::: Data listing
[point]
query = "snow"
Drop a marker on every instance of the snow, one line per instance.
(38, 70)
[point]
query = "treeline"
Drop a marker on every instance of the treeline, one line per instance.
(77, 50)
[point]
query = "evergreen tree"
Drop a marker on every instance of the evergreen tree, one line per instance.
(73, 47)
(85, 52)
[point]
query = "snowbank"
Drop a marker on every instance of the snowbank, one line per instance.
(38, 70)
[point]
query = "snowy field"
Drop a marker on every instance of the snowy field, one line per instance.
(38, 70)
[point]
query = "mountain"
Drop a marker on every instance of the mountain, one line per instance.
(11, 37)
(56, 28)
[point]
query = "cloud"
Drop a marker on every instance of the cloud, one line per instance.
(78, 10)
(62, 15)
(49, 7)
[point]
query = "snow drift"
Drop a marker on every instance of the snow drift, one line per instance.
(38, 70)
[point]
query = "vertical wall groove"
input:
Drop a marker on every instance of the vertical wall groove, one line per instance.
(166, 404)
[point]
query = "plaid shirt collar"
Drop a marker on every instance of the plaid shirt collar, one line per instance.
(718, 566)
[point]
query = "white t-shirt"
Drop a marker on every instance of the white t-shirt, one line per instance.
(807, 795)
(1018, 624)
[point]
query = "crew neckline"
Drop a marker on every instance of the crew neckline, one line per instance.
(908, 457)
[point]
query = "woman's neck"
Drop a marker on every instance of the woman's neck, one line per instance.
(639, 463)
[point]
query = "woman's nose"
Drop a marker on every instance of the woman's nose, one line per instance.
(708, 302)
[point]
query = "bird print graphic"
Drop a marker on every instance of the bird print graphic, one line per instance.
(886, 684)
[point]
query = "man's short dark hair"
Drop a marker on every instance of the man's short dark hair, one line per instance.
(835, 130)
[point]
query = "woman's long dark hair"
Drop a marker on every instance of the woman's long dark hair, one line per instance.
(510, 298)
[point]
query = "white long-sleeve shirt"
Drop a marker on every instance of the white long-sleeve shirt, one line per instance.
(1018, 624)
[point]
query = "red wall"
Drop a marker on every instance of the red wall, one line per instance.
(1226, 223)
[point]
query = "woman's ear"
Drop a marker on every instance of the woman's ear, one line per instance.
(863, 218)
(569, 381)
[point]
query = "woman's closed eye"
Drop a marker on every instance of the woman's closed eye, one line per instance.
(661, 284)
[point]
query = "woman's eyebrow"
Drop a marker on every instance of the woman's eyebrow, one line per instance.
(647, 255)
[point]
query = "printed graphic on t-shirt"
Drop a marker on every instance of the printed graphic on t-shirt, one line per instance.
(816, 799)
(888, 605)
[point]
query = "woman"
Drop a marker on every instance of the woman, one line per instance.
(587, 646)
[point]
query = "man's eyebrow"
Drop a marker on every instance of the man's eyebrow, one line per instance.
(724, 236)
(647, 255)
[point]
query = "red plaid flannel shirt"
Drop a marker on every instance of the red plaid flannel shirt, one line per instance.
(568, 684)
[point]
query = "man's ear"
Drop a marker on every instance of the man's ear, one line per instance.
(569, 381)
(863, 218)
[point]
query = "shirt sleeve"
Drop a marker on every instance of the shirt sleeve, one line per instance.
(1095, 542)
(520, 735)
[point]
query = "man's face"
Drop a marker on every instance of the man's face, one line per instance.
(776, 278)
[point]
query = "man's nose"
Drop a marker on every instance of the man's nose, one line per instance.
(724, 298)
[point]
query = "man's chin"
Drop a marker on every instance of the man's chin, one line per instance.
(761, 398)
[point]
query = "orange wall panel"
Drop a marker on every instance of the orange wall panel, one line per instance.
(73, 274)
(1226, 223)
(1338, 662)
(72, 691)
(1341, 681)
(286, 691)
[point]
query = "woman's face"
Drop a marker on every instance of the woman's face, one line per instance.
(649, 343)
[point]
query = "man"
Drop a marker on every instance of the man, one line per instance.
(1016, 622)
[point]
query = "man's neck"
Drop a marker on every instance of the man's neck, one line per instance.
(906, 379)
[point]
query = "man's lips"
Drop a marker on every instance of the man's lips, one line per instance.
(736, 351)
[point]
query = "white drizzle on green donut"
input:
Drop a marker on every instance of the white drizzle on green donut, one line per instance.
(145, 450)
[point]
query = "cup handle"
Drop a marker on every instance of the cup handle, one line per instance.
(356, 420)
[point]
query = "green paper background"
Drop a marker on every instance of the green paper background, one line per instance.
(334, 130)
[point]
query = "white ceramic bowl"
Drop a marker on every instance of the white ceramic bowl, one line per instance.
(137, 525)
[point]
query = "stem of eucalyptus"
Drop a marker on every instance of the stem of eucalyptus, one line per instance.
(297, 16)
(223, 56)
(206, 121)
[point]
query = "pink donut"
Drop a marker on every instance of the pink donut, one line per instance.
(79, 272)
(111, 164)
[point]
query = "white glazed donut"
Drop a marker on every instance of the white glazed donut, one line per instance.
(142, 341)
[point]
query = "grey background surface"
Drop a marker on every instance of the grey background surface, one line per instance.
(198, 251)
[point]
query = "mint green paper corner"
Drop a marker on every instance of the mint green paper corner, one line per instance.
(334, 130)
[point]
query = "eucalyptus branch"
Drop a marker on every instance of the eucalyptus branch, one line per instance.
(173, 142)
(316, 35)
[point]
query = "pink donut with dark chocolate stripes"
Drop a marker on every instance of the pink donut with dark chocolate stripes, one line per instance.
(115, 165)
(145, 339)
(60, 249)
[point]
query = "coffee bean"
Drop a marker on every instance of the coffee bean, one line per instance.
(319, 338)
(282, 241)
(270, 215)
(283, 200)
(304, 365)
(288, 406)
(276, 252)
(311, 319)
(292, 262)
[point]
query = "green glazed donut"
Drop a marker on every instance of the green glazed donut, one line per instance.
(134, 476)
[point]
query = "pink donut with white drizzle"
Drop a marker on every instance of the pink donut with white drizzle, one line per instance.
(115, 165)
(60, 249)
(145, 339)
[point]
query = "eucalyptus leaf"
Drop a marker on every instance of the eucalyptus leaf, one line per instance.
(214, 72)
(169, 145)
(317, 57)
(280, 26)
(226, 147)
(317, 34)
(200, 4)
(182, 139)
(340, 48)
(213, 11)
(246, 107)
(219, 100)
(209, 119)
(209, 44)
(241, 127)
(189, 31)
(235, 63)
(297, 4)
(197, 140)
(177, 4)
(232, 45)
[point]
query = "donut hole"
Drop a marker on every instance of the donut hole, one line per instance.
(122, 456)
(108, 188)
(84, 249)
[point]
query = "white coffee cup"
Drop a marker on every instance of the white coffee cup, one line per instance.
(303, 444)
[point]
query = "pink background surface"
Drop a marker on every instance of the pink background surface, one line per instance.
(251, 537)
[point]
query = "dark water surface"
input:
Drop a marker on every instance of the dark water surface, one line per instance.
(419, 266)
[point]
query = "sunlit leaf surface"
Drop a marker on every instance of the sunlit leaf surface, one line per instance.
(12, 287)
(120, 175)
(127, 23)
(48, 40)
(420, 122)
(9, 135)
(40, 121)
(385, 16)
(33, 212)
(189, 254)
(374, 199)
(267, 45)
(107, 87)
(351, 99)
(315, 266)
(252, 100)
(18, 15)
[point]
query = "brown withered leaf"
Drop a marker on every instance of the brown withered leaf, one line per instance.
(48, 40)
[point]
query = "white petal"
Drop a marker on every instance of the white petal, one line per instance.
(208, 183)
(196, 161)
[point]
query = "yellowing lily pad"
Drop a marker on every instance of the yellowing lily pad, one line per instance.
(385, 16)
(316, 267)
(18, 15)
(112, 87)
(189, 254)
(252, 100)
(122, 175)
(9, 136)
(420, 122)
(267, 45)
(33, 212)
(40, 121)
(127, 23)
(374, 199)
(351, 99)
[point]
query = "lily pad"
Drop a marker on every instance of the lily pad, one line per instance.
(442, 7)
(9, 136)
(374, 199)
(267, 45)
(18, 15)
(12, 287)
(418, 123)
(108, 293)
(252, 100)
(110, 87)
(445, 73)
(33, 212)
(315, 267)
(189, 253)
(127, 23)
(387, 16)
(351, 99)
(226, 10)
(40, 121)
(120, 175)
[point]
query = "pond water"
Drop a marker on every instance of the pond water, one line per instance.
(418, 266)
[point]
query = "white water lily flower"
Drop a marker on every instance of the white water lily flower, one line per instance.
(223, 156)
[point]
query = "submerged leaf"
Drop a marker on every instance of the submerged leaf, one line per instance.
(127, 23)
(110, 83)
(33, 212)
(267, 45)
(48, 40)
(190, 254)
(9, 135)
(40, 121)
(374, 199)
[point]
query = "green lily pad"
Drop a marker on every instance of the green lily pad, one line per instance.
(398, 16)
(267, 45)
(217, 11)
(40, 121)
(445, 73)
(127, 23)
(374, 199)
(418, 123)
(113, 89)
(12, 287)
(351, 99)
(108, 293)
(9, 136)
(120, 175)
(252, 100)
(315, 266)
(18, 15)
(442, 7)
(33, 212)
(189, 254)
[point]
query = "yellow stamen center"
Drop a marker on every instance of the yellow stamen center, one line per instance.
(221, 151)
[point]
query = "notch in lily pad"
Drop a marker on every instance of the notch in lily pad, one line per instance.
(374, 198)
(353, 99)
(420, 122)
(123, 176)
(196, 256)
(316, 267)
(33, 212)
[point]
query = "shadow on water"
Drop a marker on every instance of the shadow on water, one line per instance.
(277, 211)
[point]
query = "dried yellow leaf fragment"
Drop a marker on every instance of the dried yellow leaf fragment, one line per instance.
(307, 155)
::::::
◆ Try it ◆
The line containing "Drop a marker on every instance of the green lily" and all lines after it, through the last line of the data, should be retyped exactly.

◆ Response ◆
Drop a marker on every instance of the green lily pad, one line per instance.
(398, 16)
(267, 45)
(217, 11)
(40, 121)
(445, 73)
(127, 23)
(374, 199)
(418, 123)
(113, 89)
(12, 287)
(351, 99)
(108, 293)
(9, 136)
(120, 175)
(252, 100)
(315, 266)
(18, 15)
(442, 7)
(33, 212)
(189, 254)
[point]
query = "yellow stamen center"
Drop a marker on every instance of the yellow stamen center, one line per instance.
(221, 151)
[point]
query = "notch in lily pad"
Drop a marker on every instance of the notch in lily pad, one line per instance.
(374, 198)
(353, 99)
(420, 122)
(123, 176)
(196, 256)
(316, 267)
(33, 212)
[point]
query = "shadow on water"
Drop a marker on every instance of the shadow on water, one line per instance.
(277, 211)
[point]
query = "dried yellow leaf fragment"
Drop a marker on every instance of the dried yellow leaf fragment, one line per instance.
(307, 155)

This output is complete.